• TO BE DONE:
A. Answer these from the Docker certificate error post:
(i) Which Docker version did the poster upgrade to?
(ii) What Docker Machine version does the debug output report?
(iii) What command does the output suggest for regenerating the certificates?
B. Take the forum post about the Docker certificate error further, picking up after its last line.

• TEXT EXCERPT:
Hello, guys.
I've faced a strange error after upgrading from Docker 17.03.0 to Docker 17.12.0.
Any request to a docker machine returns next:
Unable to query docker version: Get https://10.0.47.10:2376/v1.15/version: x509: cannot validate certificate for 10.0.47.10 because it doesn't contain any IP SANs
Example: https://screencast.com/t/Kl1XNeQkRCpk
Here is what docker machine with Debug flag returns (this is not ls
, but env
command):
Docker Machine Version: 0.13.0, build 9ba6da9
Found binary path at /usr/local/bin/docker-machine
Launching plugin server for driver generic
Plugin server listening at address 127.0.0.1:54261
() Calling .GetVersion
Using API Version 1
() Calling .SetConfigRaw
() Calling .GetMachineName
(<machine name>) Calling .GetURL
Reading CA certificate from /<my home dir>/.docker/machine/certs/ca.pem
Reading client certificate from /<my home dir>/.docker/machine/certs/cert.pem
Reading client key from /<my home dir>/.docker/machine/certs/key.pem
Error checking TLS connection: Error checking and/or regenerating the certs: There was an error validating certificates for host "10.0.47.10:2376": x509: cannot validate certificate for 10.0.47.10 because it doesn't contain any IP SANs
You can attempt to regenerate them using 'docker-machine regenerate-certs [name]'.

• STORED ROWS:

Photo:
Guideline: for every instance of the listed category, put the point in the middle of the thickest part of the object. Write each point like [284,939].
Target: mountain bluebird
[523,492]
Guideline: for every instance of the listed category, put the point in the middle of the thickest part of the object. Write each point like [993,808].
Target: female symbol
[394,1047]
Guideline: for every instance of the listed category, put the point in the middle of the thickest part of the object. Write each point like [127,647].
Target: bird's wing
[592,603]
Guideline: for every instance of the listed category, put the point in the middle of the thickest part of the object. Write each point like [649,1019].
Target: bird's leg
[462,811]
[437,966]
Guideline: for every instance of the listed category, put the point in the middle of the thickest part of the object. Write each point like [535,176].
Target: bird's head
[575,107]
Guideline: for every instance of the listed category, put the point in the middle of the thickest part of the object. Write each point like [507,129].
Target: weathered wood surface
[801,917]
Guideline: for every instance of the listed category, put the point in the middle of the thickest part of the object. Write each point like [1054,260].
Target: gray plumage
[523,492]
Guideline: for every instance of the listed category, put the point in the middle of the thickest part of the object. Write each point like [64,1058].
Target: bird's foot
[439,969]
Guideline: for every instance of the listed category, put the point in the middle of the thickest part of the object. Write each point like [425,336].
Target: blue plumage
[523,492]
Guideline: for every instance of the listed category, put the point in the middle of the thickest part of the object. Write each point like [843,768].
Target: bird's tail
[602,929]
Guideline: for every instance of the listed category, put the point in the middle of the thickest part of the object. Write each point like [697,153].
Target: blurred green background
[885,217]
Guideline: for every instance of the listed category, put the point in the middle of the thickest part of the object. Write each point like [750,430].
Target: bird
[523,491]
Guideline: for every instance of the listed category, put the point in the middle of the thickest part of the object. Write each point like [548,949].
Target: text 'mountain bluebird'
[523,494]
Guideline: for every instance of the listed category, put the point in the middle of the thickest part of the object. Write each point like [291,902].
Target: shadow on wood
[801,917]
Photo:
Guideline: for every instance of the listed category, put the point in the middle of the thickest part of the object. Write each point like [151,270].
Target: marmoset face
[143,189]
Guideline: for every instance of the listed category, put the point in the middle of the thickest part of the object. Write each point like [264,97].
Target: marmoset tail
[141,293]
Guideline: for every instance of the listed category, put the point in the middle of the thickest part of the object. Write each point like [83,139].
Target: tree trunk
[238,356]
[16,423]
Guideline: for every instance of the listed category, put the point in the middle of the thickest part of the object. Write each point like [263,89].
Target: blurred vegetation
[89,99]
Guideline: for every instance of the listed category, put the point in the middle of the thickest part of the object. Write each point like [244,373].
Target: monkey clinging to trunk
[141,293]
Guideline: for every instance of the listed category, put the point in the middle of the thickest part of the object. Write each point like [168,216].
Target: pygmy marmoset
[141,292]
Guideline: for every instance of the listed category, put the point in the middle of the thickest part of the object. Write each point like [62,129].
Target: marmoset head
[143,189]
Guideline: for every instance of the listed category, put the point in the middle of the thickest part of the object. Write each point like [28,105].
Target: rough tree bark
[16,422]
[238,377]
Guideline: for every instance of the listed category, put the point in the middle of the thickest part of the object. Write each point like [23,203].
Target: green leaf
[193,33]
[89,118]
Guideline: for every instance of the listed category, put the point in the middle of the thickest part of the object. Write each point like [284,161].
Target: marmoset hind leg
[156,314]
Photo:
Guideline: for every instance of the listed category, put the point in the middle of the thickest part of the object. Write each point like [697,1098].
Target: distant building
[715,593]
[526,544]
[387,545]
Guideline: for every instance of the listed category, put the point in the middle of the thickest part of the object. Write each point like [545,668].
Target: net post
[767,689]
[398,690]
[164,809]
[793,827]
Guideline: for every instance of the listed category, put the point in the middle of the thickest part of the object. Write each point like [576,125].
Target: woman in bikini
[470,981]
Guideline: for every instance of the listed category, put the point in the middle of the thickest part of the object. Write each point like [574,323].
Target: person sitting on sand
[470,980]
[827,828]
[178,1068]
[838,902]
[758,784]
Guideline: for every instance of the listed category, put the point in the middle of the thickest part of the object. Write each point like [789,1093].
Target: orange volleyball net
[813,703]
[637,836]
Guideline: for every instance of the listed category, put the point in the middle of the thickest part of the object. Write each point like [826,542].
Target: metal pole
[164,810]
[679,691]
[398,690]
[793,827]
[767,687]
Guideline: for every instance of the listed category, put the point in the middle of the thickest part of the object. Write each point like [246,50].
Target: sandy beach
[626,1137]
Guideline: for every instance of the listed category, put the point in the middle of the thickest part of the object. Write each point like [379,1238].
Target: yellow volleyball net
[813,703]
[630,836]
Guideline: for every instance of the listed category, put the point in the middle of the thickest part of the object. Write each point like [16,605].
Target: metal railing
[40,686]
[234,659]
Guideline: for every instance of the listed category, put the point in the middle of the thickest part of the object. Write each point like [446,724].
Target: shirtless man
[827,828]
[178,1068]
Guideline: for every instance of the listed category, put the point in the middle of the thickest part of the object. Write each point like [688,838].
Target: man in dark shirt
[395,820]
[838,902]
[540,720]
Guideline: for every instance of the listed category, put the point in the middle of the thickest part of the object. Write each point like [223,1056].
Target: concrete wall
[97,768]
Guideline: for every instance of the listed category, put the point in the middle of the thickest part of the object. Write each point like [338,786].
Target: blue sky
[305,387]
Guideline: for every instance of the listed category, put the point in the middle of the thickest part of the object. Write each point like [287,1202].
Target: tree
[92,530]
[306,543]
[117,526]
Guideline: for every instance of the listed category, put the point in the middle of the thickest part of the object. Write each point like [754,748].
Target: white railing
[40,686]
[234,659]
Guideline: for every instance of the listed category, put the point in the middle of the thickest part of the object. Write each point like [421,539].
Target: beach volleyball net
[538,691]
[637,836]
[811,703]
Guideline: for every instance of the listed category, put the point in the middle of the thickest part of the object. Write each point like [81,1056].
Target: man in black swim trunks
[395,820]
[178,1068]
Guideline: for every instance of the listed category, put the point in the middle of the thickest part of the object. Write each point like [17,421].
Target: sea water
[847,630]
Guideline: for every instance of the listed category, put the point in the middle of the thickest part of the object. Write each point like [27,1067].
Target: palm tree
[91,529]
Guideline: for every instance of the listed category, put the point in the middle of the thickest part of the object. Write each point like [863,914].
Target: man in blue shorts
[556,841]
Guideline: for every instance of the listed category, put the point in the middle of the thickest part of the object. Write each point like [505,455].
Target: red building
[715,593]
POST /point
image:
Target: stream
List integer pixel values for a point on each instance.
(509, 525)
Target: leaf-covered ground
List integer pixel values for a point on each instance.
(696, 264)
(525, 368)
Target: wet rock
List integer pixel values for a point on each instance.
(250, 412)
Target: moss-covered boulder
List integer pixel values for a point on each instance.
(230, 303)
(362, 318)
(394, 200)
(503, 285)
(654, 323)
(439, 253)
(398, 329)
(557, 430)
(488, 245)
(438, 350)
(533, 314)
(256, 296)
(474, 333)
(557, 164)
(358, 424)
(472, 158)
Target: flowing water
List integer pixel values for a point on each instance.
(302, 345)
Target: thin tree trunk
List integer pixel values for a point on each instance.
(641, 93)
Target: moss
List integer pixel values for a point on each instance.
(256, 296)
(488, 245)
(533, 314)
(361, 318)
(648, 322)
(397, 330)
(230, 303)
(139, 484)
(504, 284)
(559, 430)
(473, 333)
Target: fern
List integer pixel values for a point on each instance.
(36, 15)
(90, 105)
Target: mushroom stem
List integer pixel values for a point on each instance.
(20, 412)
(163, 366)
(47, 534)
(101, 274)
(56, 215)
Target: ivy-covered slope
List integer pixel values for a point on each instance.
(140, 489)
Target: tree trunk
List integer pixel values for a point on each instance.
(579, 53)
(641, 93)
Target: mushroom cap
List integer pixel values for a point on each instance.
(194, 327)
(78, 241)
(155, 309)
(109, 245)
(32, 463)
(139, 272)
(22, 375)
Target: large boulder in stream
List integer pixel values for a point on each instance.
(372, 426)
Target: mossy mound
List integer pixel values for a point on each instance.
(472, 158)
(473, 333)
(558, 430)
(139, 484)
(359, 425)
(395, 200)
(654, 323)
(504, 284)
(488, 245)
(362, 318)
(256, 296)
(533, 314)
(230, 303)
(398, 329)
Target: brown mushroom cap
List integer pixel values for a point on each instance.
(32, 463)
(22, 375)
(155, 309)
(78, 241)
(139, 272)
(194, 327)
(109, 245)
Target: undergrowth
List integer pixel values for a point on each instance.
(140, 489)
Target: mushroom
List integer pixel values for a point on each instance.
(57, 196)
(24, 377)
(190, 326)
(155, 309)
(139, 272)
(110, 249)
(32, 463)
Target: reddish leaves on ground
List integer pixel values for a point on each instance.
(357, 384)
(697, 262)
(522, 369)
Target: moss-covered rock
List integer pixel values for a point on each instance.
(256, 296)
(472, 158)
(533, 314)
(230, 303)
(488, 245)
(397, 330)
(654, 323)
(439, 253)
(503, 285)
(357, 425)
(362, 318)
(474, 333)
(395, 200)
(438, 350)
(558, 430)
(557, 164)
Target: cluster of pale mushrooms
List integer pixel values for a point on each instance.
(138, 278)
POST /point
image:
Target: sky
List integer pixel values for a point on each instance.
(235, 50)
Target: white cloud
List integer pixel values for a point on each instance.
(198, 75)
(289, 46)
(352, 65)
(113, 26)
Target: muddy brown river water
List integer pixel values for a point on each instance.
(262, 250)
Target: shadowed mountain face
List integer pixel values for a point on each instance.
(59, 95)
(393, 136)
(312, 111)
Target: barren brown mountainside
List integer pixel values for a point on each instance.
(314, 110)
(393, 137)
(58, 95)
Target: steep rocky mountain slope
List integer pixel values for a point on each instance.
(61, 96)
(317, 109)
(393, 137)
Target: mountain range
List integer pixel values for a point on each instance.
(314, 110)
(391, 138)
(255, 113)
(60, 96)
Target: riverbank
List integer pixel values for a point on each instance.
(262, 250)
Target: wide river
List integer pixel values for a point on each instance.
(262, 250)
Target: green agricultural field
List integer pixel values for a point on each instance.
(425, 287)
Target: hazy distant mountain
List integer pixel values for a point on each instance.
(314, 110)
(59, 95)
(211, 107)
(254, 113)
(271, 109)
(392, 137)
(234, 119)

• ANSWERS GIVEN:
A.
(i) Docker 17.12.0
(ii) 0.13.0, build 9ba6da9
(iii) docker-machine regenerate-certs [name]

B.
Be advised that this will trigger a Docker daemon restart which might stop running containers.
Here is how it looks like: https://screencast.com/t/4ncZTclnd
docker-machine regenerate-certs [name]
- does not help at all :)
I've already:
~/.docker/
folder, reset Docker data to factory defaults and reinstalled Docker from scratch. So, Docker regenerated that folder.As I understood, x509 can't verify exactly that separate certificate which is stored along from machine certificates. I've checked it and it really does not contain any SAN. But it is auto-generated and is used for all machines as I see => should not contain and SAN.
On the other hand, every docker machine certificate contains SANs and looks correcly. See next listing...
There are two folders in ~/.docker/machine/
:
machines
folder with machines certificates in it. Each machine certificate looks like:openssl x509 -in ~/.docker/machine/machines/<machine name>/server.pem -text
Certificate:
Data:
Version: 3 (0x2)
Serial Number:
8e:d6:84:90:cf:46:a8:3c:17:56:d7:80:da:1f:9d:e2
Signature Algorithm: sha256WithRSAEncryption
Issuer: O=andrey
Validity
Not Before: Jan 24 10:16:00 2018 GMT
Not After : Jan 8 10:16:00 2021 GMT
Subject: O=andrey.<docker machine name>
Subject Public Key Info:
Public Key Algorithm: rsaEncryption
Public-Key: (2048 bit)
Modulus:
...
Exponent: 65537 (0x10001)
X509v3 extensions:
X509v3 Key Usage: critical
Digital Signature, Key Encipherment, Key Agreement
X509v3 Extended Key Usage:
TLS Web Server Authentication
X509v3 Basic Constraints: critical
CA:FALSE
X509v3 Subject Alternative Name:
DNS:localhost, IP Address:10.0.47.10
Signature Algorithm: sha256WithRSAEncryption
....
So, there are SANs: DNS:localhost, IP Address:10.0.47.10
and it should be valid.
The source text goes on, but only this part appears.